* [WHAT TO WORK ON] Would you restate, exactly as they appear, the lines from the one containing "Could you indicate the name" through the end of the data below?

Records of labeled points:
····················
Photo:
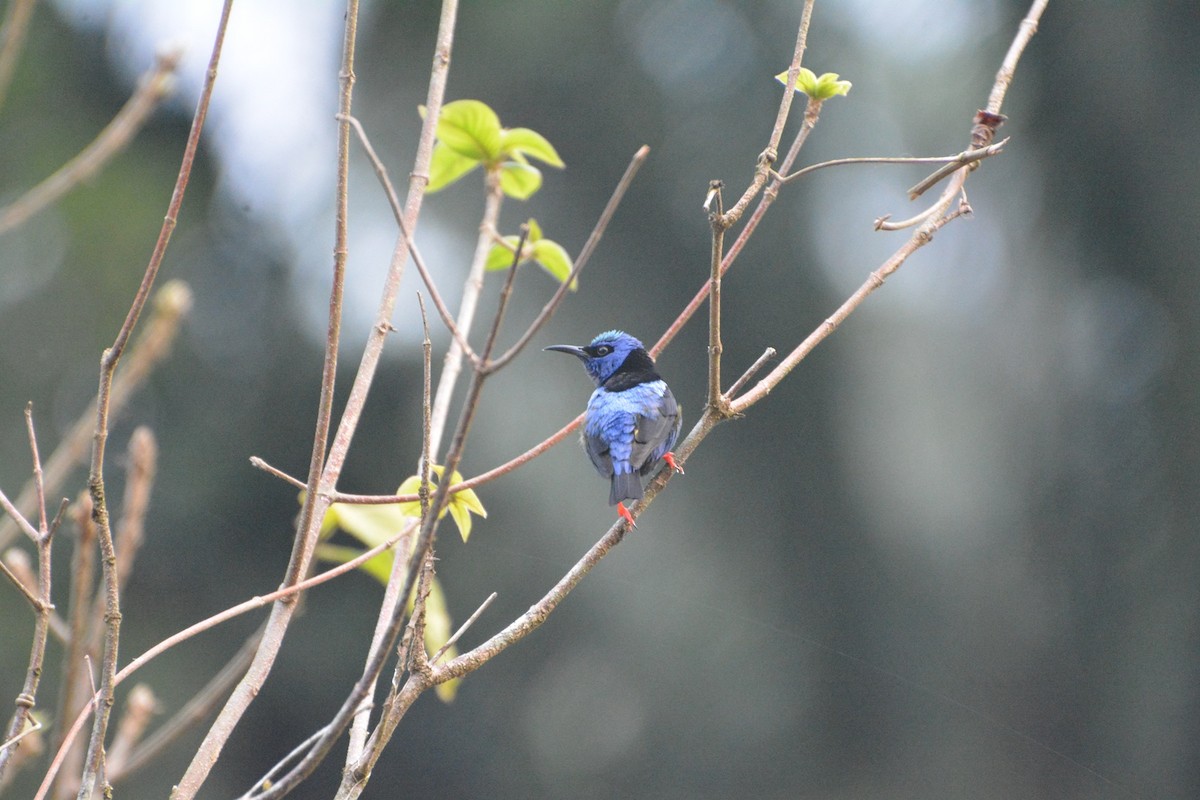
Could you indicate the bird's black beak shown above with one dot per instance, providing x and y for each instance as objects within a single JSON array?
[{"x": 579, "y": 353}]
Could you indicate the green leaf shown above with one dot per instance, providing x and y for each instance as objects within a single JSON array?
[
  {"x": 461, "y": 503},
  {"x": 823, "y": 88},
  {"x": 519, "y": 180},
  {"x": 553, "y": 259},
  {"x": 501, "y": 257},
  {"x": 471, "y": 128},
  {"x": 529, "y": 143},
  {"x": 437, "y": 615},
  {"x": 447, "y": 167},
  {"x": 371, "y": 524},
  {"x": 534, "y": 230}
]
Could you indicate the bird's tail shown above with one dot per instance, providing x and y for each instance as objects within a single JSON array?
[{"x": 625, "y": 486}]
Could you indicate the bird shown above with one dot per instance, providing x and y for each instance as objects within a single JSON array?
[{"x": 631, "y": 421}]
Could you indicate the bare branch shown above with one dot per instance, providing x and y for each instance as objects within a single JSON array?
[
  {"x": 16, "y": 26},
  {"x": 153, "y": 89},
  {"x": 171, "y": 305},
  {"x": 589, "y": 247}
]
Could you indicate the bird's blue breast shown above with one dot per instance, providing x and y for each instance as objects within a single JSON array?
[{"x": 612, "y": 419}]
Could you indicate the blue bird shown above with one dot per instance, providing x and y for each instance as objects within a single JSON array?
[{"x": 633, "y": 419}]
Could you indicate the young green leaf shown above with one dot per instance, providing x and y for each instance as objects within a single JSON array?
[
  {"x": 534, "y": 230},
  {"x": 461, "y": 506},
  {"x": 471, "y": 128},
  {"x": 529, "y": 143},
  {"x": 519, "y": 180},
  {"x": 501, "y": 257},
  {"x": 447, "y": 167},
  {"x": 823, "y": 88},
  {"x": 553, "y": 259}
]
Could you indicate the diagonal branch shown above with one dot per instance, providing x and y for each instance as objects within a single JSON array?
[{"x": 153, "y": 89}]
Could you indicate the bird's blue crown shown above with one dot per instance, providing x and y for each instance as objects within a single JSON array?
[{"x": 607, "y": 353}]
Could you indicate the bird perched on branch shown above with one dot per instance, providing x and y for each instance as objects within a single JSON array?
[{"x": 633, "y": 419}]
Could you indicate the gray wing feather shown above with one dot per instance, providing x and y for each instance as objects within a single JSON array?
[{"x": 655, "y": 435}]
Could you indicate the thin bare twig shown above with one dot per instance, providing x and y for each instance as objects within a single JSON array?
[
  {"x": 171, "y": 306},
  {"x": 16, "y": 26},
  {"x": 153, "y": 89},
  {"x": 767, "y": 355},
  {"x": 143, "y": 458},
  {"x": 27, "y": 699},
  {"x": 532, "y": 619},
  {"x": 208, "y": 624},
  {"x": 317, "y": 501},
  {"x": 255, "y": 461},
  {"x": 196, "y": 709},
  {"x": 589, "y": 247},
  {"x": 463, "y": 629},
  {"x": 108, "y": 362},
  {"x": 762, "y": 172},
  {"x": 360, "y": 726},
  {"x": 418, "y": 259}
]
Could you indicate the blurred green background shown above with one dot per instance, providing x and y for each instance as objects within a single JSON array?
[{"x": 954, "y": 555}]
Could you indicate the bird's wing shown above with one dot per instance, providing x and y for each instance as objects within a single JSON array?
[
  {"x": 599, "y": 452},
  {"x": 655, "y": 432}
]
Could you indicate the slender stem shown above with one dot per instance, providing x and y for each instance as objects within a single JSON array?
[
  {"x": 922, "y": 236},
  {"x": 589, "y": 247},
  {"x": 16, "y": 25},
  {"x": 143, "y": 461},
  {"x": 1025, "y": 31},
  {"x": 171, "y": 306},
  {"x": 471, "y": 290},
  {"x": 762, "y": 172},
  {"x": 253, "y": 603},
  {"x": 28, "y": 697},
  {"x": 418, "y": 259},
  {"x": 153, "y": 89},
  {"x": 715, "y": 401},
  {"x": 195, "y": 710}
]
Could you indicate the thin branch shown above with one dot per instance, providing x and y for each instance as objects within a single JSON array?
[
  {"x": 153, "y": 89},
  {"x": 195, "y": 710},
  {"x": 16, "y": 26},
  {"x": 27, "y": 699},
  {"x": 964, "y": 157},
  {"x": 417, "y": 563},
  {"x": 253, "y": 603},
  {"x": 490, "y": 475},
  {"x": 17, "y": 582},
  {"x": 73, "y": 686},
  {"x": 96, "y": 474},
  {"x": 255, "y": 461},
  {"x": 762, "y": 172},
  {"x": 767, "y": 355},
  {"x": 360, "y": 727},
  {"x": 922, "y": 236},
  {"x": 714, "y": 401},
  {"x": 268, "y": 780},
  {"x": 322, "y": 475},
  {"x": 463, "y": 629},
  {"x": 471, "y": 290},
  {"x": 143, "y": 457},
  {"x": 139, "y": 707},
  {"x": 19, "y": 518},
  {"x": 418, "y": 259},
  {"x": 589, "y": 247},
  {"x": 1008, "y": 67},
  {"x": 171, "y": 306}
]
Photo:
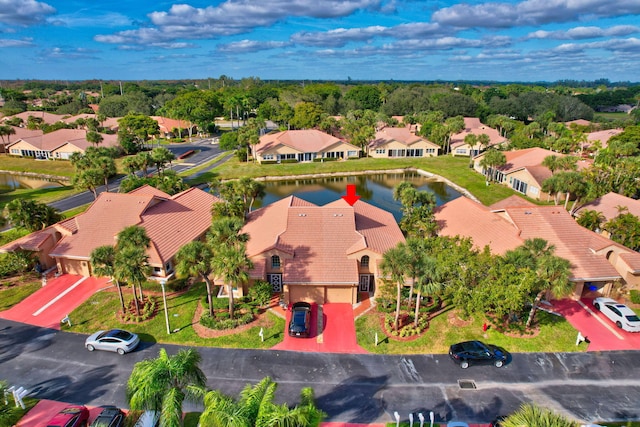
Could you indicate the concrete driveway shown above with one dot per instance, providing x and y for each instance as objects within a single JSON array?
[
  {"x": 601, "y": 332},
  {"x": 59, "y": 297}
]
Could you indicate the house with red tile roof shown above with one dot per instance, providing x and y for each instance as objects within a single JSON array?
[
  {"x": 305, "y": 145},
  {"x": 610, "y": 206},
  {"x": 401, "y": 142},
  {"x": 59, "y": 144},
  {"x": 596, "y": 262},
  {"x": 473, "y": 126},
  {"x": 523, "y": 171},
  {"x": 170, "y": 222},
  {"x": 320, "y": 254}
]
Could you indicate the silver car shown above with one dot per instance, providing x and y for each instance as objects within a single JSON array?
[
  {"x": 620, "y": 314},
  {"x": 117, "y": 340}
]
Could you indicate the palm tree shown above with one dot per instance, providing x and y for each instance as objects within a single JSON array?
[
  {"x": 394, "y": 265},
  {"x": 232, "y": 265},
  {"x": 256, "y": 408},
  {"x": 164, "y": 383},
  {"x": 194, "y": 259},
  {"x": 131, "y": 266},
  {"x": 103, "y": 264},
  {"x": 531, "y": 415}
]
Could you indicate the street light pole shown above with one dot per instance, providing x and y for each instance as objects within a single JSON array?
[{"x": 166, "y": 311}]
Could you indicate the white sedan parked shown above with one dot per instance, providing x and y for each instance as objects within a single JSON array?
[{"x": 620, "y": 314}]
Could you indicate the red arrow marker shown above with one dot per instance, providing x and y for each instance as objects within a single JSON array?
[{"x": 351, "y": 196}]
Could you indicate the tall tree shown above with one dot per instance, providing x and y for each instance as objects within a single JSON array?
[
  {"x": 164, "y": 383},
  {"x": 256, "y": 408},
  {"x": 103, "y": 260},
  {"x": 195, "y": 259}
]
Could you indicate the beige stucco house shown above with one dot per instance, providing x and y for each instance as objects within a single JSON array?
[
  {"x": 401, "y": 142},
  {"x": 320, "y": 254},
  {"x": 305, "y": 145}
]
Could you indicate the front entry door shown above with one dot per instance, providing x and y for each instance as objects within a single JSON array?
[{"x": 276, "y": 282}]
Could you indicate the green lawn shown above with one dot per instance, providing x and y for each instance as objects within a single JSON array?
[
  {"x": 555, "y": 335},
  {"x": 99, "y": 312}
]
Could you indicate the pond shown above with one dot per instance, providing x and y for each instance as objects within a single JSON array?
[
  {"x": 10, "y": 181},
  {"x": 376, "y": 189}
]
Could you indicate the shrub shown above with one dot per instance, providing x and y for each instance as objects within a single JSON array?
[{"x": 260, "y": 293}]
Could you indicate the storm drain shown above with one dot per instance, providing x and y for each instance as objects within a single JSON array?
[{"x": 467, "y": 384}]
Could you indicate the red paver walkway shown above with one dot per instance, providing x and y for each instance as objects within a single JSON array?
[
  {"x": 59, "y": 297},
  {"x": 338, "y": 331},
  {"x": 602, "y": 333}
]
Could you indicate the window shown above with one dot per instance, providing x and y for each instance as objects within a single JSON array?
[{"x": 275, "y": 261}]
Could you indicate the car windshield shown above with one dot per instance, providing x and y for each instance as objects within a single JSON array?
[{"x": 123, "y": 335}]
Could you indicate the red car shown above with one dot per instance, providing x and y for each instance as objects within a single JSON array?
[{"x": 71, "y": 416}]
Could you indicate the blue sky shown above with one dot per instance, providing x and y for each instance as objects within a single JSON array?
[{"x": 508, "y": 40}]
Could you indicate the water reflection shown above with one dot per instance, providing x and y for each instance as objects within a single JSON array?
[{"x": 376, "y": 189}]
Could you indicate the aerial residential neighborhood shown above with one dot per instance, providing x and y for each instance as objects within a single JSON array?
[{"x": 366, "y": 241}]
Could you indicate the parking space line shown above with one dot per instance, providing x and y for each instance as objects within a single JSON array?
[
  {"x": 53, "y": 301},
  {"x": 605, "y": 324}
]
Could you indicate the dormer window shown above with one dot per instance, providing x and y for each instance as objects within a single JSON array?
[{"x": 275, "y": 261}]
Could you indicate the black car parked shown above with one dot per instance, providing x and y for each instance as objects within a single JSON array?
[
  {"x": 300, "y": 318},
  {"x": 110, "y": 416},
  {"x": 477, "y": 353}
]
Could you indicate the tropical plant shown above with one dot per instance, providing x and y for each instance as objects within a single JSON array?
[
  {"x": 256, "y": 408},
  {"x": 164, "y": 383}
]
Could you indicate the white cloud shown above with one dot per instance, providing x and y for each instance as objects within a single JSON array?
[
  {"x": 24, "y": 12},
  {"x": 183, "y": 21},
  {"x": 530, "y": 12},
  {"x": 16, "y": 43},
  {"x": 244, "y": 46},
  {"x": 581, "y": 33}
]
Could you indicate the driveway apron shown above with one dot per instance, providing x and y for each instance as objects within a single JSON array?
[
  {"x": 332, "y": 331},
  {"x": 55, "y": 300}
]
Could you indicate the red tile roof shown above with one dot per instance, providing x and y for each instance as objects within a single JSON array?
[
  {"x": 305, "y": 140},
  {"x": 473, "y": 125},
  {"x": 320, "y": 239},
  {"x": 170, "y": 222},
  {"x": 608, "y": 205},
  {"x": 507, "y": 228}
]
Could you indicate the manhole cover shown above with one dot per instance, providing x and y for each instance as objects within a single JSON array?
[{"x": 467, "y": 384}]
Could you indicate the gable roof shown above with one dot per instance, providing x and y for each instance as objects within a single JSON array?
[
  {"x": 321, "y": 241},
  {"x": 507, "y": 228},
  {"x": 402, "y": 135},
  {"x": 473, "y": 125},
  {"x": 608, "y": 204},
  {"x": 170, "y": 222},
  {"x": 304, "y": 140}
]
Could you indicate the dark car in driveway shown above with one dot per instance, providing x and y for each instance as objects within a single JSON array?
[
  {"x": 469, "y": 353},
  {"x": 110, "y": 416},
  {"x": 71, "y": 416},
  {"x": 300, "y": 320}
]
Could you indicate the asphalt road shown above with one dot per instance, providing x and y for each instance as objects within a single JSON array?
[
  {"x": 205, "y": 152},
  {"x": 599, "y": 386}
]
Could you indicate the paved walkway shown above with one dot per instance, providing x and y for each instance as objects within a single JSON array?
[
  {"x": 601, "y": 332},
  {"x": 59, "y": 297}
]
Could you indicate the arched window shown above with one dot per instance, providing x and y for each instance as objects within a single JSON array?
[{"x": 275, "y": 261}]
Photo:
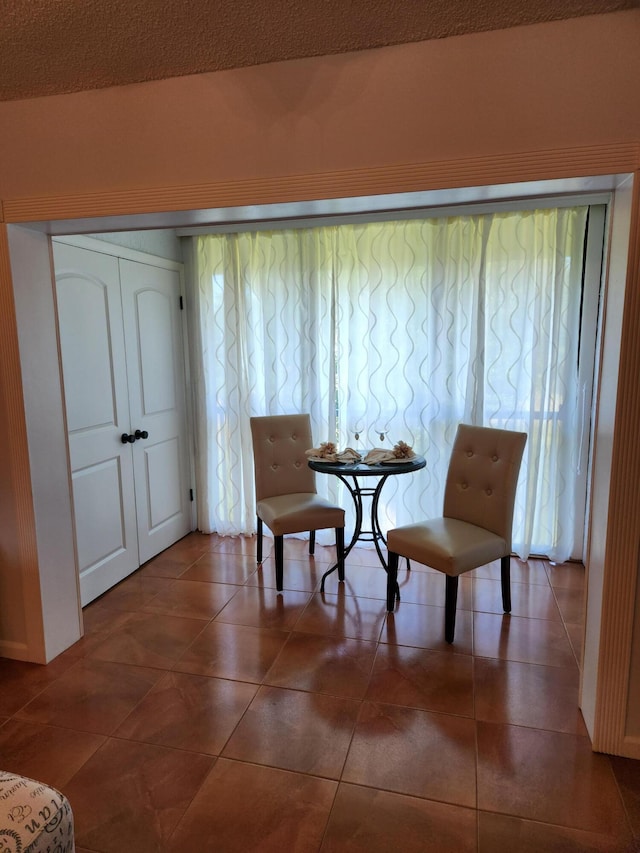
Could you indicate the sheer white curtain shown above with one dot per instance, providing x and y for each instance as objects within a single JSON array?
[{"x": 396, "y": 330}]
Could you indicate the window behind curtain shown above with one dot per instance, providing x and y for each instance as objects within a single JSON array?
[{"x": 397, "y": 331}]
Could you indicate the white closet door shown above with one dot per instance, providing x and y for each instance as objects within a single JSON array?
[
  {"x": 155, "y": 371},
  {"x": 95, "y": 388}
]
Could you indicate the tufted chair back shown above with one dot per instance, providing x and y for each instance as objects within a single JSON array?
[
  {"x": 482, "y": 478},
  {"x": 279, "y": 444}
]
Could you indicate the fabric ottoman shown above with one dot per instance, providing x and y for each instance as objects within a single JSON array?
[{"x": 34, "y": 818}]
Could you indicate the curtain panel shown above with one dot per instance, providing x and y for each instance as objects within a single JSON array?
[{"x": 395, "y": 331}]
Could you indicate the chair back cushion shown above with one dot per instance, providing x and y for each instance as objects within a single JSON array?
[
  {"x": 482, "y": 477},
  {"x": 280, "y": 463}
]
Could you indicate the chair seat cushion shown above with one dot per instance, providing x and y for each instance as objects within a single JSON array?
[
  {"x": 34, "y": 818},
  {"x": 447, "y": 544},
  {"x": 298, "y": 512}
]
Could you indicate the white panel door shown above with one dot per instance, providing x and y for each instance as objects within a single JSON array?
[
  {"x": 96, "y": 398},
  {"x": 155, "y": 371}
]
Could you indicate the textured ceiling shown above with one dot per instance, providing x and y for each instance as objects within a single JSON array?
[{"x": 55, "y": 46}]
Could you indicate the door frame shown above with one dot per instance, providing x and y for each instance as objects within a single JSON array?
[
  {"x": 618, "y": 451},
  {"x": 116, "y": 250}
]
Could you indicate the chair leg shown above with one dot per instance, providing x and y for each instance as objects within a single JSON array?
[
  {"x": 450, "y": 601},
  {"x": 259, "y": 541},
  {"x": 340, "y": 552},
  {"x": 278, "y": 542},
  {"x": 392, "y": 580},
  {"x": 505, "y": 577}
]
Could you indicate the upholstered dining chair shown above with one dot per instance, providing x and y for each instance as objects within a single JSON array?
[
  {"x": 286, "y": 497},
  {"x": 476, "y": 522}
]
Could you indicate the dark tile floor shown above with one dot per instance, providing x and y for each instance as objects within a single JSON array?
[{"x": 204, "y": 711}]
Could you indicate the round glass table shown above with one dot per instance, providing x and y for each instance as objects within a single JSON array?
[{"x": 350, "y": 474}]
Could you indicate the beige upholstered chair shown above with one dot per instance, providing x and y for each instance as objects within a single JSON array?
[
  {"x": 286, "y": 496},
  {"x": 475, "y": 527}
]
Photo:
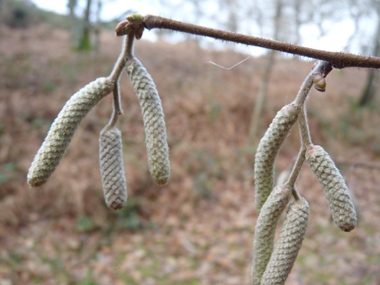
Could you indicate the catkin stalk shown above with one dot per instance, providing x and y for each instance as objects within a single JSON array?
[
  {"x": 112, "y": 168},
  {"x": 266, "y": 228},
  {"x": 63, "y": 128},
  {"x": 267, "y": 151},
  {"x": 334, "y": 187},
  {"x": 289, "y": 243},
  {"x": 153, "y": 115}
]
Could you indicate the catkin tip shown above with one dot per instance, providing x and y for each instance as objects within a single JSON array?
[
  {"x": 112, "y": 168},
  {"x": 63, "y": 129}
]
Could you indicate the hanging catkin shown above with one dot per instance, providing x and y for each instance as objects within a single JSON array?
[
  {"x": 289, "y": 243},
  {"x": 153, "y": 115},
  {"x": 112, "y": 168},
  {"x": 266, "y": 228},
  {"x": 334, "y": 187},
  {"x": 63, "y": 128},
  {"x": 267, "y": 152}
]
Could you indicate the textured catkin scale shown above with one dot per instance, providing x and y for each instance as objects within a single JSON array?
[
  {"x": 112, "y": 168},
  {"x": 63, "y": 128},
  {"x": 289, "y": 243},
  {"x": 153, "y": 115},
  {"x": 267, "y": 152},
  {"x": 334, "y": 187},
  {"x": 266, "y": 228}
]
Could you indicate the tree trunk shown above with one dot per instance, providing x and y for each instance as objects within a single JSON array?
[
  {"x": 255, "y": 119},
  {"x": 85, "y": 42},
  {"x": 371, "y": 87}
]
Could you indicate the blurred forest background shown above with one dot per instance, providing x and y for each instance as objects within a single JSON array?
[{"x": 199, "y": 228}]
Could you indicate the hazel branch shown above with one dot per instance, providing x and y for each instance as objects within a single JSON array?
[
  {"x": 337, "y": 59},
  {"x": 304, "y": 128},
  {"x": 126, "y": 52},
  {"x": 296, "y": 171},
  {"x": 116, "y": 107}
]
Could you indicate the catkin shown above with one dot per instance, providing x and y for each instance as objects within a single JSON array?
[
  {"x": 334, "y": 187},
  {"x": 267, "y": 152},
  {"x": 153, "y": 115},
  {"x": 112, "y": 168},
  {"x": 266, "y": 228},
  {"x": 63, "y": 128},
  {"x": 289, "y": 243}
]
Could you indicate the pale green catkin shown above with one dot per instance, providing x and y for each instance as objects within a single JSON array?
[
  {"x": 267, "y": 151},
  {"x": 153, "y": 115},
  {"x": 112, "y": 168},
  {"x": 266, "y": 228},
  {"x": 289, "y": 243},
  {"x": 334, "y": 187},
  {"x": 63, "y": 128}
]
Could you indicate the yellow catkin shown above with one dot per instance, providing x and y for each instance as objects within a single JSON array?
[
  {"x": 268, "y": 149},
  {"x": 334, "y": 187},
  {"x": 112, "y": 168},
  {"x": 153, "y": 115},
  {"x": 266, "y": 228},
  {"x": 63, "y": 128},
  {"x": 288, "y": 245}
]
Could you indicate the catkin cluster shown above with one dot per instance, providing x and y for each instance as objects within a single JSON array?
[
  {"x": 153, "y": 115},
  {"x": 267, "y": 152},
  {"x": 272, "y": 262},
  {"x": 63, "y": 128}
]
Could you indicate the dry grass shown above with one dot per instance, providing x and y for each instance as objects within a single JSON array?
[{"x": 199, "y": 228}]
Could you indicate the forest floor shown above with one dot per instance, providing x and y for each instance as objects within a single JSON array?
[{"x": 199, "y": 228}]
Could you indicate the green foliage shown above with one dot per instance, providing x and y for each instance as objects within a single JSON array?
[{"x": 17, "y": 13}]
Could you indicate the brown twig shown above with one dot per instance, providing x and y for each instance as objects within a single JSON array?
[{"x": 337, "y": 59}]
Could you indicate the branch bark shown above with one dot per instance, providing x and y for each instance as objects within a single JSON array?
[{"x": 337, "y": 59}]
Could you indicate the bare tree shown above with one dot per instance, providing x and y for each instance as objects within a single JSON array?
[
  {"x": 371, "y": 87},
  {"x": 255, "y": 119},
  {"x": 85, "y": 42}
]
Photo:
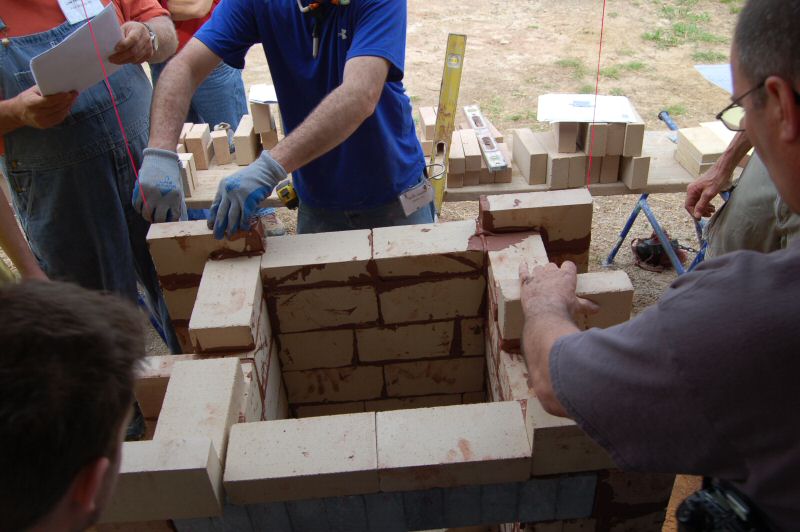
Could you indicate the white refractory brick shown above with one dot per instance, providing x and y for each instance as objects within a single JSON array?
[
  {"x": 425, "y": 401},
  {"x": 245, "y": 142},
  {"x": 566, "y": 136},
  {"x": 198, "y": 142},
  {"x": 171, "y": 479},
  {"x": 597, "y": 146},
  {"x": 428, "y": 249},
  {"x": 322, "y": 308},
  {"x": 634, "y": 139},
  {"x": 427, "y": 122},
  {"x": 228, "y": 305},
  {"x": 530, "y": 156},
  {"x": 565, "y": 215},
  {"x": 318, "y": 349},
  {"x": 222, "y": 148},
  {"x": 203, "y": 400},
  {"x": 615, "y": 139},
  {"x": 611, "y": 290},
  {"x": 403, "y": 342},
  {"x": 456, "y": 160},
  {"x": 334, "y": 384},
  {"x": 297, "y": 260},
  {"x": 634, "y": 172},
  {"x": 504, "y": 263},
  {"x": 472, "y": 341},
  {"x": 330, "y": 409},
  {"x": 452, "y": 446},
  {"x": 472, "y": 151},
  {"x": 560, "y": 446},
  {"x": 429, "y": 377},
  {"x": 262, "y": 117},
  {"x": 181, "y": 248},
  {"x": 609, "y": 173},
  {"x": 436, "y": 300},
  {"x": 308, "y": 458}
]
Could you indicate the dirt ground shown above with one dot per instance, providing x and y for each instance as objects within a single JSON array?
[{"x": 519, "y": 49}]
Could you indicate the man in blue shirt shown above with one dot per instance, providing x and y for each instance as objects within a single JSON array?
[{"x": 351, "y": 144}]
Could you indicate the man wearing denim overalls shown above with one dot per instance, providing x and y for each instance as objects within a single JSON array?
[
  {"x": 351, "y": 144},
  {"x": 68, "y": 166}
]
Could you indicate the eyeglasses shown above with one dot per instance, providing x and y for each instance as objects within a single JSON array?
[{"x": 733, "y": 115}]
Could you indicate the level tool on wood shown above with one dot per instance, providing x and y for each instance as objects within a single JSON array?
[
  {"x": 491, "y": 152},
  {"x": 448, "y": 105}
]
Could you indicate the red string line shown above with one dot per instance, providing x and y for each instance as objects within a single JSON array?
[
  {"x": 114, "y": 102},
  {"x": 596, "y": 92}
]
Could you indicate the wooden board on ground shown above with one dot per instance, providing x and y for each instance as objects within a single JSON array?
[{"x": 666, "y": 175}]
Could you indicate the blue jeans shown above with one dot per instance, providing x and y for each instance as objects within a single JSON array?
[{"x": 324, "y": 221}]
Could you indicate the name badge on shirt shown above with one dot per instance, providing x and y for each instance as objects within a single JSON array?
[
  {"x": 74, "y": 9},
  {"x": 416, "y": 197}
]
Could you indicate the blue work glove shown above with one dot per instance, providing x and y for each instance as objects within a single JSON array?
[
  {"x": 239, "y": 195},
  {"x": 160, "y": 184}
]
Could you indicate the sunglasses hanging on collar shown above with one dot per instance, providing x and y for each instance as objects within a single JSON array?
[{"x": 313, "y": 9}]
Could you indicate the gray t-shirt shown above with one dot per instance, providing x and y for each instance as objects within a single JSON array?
····················
* [THE SOLUTION]
Could you indicate the name badge on shirt shown above with one dot per instance, providing x and y for each instance as objects within a single JSON array?
[
  {"x": 74, "y": 9},
  {"x": 416, "y": 197}
]
Could you indicate the blue work glove shown above with one dot per instance, providing x and y for each instance as objects within a single JSON array?
[
  {"x": 239, "y": 195},
  {"x": 160, "y": 184}
]
Could you indicate the sunglasses hanging on collar shown above with one dot per instance, providing x and y for each instance as objects within a single JSON array?
[{"x": 313, "y": 9}]
Could you indicate the gray t-shirt shown above with one dot per instance, providing x and y for each instance as objects within a single JSON array?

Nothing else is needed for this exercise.